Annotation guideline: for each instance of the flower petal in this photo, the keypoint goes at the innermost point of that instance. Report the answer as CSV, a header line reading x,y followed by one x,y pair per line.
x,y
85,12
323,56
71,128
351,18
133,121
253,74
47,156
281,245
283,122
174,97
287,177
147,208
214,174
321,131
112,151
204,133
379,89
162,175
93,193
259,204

━━━━━━━━━━━━━━━━━━━━

**PROBLEM:** The task calls for every line of the material to be reproduced precisely.

**OUTPUT BELOW:**
Annotation guideline: for each instance of the flower petal in this photo, the keypoint goes at the innermost point of that instance. Report the answer as CSV, a header line reading x,y followed by one x,y pair per line.
x,y
85,12
323,56
71,128
351,18
133,121
253,74
47,156
281,245
283,122
174,97
287,177
147,208
214,174
321,131
112,151
204,133
379,89
162,175
93,193
259,204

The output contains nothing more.